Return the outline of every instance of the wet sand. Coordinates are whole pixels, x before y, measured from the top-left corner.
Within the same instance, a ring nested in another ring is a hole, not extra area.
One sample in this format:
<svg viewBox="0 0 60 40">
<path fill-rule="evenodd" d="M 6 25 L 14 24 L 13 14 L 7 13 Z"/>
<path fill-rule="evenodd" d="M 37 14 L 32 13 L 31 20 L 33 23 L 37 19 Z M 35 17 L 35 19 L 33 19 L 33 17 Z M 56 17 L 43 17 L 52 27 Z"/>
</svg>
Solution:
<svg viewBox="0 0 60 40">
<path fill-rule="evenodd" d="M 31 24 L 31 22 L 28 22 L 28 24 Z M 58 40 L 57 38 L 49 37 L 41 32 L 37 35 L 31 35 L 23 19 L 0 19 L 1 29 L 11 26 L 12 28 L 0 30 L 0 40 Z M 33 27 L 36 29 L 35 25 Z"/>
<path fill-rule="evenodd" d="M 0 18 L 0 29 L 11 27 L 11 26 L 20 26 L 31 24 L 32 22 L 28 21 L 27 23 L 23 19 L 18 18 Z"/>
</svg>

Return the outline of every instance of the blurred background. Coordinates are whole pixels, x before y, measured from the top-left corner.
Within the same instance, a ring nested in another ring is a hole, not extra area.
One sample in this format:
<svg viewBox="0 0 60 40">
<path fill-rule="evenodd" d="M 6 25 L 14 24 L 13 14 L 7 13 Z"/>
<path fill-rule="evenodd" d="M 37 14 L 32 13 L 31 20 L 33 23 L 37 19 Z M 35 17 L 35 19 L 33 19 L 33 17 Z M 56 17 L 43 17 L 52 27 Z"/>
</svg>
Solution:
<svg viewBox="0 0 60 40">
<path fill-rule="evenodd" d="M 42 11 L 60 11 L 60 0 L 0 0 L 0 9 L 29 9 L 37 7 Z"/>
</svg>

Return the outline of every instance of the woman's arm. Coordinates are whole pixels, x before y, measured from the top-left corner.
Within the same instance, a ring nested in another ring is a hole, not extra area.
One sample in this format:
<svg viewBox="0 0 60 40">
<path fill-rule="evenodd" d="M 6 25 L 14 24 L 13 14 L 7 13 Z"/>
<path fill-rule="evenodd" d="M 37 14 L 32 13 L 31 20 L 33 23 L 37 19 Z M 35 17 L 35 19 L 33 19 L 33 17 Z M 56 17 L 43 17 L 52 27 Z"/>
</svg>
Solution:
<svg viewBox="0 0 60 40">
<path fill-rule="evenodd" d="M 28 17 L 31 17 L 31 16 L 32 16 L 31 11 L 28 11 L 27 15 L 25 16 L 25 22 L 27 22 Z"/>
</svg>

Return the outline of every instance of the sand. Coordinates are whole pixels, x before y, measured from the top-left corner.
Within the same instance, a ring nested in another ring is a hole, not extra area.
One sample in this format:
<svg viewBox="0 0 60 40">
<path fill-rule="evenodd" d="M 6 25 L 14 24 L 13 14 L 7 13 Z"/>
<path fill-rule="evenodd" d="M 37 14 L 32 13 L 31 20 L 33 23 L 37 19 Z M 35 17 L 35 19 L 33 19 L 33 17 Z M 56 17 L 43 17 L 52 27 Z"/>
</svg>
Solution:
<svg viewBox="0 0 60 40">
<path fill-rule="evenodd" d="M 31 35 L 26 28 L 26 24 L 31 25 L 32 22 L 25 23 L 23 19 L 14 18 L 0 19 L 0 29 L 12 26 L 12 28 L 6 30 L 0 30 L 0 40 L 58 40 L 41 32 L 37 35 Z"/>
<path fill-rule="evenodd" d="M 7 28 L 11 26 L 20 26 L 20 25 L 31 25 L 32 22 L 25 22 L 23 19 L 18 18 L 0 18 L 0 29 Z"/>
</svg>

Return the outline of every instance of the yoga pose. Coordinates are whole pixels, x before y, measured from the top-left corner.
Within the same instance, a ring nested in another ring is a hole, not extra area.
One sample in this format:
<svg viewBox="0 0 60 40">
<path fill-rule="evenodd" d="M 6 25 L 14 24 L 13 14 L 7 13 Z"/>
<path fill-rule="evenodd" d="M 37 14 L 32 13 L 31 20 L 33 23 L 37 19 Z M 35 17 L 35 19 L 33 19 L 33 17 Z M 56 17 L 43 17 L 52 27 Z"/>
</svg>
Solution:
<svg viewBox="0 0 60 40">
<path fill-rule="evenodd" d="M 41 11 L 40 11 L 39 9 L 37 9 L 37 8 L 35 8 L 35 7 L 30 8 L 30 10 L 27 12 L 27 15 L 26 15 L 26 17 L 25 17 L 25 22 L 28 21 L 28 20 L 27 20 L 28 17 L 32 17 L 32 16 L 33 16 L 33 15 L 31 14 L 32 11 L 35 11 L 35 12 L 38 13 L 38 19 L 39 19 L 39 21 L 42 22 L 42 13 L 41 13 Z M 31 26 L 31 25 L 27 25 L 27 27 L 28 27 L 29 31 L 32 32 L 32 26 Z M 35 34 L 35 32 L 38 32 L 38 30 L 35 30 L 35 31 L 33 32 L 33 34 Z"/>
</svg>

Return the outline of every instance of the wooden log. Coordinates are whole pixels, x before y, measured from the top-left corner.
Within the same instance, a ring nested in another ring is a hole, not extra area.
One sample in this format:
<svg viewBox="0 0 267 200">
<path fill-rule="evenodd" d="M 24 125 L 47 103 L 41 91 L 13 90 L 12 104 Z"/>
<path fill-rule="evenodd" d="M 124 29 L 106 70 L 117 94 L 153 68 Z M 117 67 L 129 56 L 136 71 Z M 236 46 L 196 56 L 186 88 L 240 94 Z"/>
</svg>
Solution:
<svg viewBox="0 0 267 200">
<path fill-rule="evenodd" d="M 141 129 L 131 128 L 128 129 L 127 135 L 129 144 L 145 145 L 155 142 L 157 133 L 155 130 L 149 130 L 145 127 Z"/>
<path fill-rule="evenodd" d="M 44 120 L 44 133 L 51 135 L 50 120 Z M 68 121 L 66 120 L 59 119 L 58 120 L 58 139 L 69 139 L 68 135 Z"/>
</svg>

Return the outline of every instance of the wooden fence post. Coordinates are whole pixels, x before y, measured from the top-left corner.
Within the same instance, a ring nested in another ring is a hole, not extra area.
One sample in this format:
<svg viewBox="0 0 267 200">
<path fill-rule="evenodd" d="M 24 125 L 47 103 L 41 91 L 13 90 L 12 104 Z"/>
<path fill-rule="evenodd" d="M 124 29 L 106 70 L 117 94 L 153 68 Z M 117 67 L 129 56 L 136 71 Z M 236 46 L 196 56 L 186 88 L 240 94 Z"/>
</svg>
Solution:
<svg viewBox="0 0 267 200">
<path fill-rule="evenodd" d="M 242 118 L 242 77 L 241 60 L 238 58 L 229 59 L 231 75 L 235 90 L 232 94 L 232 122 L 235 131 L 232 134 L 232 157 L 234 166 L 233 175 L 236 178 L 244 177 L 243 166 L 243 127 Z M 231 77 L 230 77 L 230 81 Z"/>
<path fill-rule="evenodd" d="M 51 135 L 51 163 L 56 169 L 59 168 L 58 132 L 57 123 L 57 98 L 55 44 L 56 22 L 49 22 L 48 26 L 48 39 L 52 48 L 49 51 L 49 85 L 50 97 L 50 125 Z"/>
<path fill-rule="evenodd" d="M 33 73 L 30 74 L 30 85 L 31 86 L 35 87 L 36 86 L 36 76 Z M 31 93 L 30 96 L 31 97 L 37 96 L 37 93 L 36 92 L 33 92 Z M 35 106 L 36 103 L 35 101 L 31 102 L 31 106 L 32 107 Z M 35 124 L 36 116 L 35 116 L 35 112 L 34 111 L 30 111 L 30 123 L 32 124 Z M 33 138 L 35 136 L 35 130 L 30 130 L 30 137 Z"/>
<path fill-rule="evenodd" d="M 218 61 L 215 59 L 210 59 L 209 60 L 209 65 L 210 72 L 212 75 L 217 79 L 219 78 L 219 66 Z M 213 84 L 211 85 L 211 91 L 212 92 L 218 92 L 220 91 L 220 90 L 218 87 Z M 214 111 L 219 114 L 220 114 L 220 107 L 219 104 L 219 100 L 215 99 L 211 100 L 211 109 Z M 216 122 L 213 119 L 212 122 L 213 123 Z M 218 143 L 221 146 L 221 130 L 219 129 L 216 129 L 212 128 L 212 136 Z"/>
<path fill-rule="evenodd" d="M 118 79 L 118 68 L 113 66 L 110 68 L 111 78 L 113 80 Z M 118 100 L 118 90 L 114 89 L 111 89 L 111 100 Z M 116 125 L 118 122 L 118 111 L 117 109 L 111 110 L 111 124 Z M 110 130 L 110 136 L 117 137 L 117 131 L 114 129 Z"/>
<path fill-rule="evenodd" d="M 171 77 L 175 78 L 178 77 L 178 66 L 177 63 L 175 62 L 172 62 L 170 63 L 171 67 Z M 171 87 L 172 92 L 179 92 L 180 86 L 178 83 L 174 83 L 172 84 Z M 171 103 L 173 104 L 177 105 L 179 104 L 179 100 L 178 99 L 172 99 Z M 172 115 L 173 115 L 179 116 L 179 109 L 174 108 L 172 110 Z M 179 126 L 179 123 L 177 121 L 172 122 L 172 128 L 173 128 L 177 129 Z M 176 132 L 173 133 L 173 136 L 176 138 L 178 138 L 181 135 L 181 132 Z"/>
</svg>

****

• [SHORT TASK] From the entries above, copy out each line that contains the string "measured". Treat uppercase and lowercase letters as distinct.

• [CORRECT RESULT]
Return the outline of every instance of the wet sand. Coordinates are whole pixels, x before y, measured from the top-left corner.
Return the outline of every instance of the blurred background. Coordinates are whole pixels, x before y, measured from the top-left corner.
Return the outline of every instance of the woman's arm. Coordinates are whole pixels, x before y, measured from the top-left corner.
Return the outline of every instance of the sand. Coordinates are whole pixels, x before y, measured from the top-left corner.
Return the outline of every instance of the yoga pose. Coordinates are whole pixels, x before y, measured from the top-left corner.
Return the outline of every instance of the wooden log. Coordinates are whole pixels, x before y, measured from the top-left corner.
Return the outline of every instance of the wooden fence post. Coordinates are whole pixels, x before y, measured from the top-left corner.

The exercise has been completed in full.